Written request:
Reproduce everything from the line containing "lawn in the photo below." down to the line containing "(435, 1244)", both included, offsetting every coordinate in the answers by 127. Keep the requests as they are and leave the picture out.

Material:
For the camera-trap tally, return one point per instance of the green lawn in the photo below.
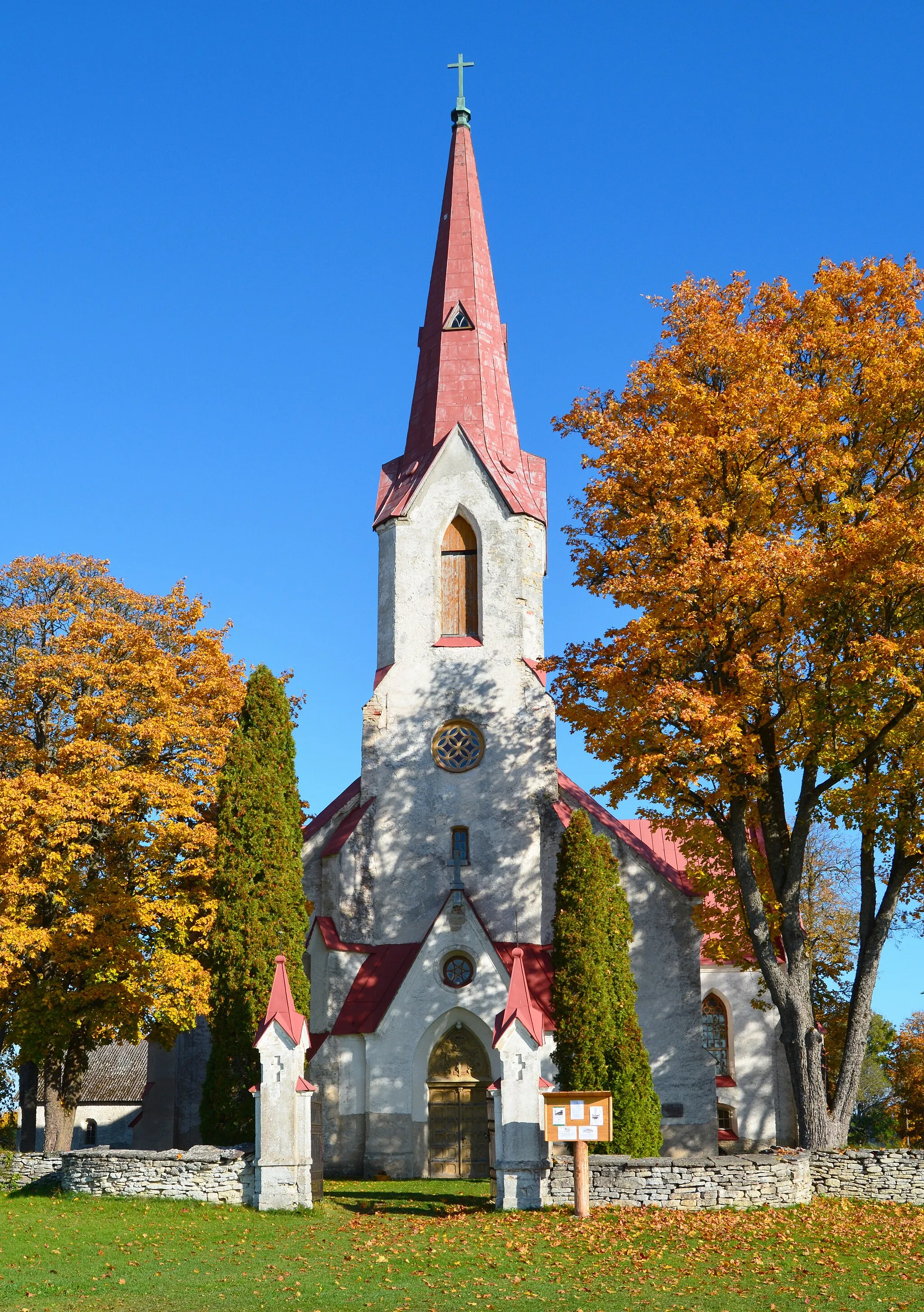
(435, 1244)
---
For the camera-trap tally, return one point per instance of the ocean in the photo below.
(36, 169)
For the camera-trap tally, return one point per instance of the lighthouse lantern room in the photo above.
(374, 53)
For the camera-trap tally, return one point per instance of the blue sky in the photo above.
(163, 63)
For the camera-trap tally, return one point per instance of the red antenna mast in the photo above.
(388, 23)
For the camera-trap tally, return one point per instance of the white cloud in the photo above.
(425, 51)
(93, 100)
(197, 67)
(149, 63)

Written response:
For the camera-trap tally, return one point per instance of the green lawn in the photo below.
(562, 1371)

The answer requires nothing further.